Shape annotation entries:
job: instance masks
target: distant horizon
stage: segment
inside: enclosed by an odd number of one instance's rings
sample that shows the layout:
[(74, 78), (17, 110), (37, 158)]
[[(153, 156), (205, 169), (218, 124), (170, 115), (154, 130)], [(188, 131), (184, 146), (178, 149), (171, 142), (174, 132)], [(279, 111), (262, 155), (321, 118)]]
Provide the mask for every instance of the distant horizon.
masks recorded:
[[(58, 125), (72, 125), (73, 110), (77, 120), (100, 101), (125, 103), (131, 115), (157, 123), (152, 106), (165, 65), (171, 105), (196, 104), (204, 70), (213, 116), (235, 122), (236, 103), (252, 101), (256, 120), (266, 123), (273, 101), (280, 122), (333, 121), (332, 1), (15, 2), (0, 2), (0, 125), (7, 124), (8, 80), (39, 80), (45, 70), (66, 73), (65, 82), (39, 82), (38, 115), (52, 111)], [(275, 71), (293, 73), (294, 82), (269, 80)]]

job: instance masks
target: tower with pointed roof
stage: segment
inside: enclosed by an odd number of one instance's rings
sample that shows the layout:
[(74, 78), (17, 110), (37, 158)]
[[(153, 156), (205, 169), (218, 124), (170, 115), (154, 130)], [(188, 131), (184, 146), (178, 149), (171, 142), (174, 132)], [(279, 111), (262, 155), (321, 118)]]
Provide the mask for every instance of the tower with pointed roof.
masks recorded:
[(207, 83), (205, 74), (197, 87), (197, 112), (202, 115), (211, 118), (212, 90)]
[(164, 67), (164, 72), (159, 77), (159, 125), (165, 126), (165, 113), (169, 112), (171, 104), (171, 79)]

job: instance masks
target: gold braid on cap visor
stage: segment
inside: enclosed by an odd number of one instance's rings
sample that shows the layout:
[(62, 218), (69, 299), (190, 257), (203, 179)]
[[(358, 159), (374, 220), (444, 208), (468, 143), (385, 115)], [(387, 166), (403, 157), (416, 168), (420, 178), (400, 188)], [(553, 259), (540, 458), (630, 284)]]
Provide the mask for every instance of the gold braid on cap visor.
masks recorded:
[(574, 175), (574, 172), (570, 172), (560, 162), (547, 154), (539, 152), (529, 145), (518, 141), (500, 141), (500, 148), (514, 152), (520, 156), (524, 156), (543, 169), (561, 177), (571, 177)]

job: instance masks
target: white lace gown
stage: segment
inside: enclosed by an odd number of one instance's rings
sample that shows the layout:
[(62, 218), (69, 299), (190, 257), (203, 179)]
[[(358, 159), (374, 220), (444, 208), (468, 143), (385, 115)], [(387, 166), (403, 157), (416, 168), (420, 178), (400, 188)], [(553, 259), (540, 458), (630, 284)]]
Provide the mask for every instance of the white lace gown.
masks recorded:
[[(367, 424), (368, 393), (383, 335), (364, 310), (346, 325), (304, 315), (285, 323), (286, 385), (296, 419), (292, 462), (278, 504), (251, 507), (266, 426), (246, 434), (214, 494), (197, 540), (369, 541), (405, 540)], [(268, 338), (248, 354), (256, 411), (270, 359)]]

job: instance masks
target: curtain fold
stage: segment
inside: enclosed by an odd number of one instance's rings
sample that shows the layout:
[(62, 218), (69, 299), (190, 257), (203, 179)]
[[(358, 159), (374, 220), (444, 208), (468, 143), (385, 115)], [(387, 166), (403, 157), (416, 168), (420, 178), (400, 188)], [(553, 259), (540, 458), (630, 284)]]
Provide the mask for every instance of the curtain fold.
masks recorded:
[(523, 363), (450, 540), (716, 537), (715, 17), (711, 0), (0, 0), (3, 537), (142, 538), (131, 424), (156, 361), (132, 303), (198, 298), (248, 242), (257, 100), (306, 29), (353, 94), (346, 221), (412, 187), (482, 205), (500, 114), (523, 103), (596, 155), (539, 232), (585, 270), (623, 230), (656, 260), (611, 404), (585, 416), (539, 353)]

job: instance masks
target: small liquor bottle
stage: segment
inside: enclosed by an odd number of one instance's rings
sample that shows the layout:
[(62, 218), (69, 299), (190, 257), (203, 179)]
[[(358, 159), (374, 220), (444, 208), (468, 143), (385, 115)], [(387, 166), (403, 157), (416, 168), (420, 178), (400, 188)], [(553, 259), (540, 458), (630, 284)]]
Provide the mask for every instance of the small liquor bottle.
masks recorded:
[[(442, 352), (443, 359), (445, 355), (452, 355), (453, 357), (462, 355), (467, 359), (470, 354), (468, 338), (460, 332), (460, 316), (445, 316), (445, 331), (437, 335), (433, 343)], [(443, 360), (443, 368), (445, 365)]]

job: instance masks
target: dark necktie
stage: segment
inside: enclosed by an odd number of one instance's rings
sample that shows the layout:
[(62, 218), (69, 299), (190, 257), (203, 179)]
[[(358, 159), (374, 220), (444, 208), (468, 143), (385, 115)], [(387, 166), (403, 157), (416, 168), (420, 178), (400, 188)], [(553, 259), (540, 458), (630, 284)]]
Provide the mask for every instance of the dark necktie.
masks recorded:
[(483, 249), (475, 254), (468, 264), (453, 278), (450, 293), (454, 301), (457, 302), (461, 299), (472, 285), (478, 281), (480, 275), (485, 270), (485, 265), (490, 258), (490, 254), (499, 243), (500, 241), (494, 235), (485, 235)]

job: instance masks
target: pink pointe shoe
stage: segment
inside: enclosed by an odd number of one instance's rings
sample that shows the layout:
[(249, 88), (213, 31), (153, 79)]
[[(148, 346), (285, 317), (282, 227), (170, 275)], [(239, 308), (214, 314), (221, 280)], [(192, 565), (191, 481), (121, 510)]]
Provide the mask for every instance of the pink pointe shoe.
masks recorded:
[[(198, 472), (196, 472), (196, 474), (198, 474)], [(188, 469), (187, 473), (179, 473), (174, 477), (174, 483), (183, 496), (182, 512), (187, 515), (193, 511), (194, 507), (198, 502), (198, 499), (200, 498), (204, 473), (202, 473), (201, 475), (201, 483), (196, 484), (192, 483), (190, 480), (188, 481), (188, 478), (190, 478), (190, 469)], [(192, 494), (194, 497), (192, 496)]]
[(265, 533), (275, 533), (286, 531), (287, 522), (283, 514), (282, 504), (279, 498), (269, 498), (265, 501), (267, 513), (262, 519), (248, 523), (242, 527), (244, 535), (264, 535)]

▶ Exercise brief
Rewrite the records from their start through the line containing "104), (171, 79)]", with both ends included and the requests kept. Multiply every coordinate in the recorded masks by 0.7 and round to whole numbers with halves up, leaving the requests and their layout samples unchanged.

▶ Result of the task
job: instance masks
target: distant horizon
stage: segment
inside: enclosed by an odd number of one instance's rings
sample that shows the layout:
[(74, 78), (17, 110), (37, 158)]
[[(153, 156), (205, 169), (218, 124), (170, 115), (154, 130)], [(188, 131), (184, 146), (178, 149), (171, 142), (174, 132)], [(279, 111), (262, 155), (321, 118)]]
Provide the mask for every instance of the distant horizon.
masks recorded:
[[(41, 88), (50, 88), (51, 77), (54, 84), (70, 71), (88, 72), (92, 81), (110, 86), (106, 74), (116, 46), (120, 74), (137, 73), (143, 49), (149, 81), (165, 85), (165, 72), (176, 71), (179, 84), (186, 86), (191, 71), (196, 85), (233, 85), (232, 1), (11, 1), (0, 1), (0, 88), (5, 87), (6, 56), (27, 56), (32, 49), (46, 51), (46, 57), (27, 57), (27, 81), (36, 78)], [(193, 50), (205, 51), (206, 57), (188, 56)]]

job: instance masks
target: tower with pointed roof
stage: segment
inside: enclosed by an odd number of one instance's rings
sample that shows the layout:
[(74, 78), (17, 110), (37, 158)]
[[(153, 156), (205, 169), (218, 124), (170, 115), (154, 130)], [(188, 131), (184, 146), (178, 149), (171, 142), (174, 132)], [(279, 111), (262, 155), (321, 118)]]
Provide the mask for every instance of the tower with pointed roof.
masks recorded:
[(145, 58), (144, 52), (138, 61), (138, 78), (141, 81), (148, 83), (148, 63)]
[(115, 47), (115, 50), (111, 54), (111, 88), (116, 88), (116, 79), (118, 78), (120, 73), (120, 55)]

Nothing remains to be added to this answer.